Reproduce word for word the lines below, starting with the line that contains "the sunset sky." and ending with the line that contains "column 382, row 271", both included.

▶ _DATA EXTRACT_
[BEGIN]

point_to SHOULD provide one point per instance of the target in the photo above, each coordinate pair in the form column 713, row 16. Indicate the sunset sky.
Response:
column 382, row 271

[END]
[BEGIN]

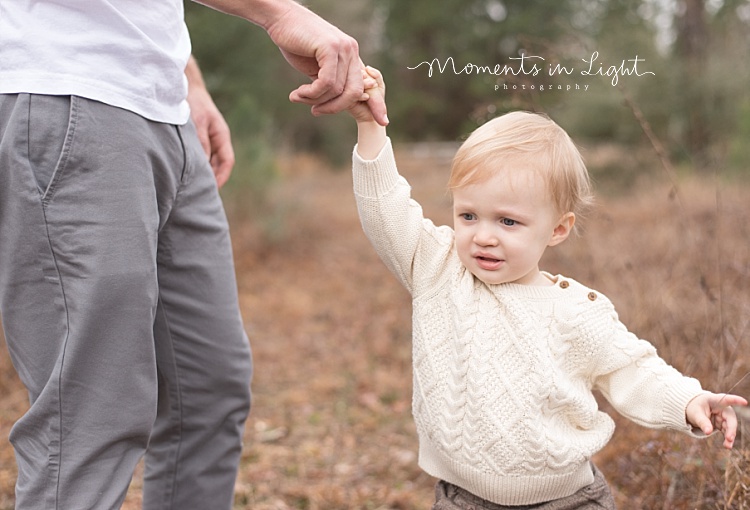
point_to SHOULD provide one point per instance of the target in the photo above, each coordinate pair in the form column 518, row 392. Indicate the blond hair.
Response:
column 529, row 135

[END]

▶ _WORKED ANSWER_
point_to SHOULD provide one point per instance of the target in the photo above, each coordinate pair in the form column 713, row 16. Indicate the sunset sky.
Response:
column 382, row 271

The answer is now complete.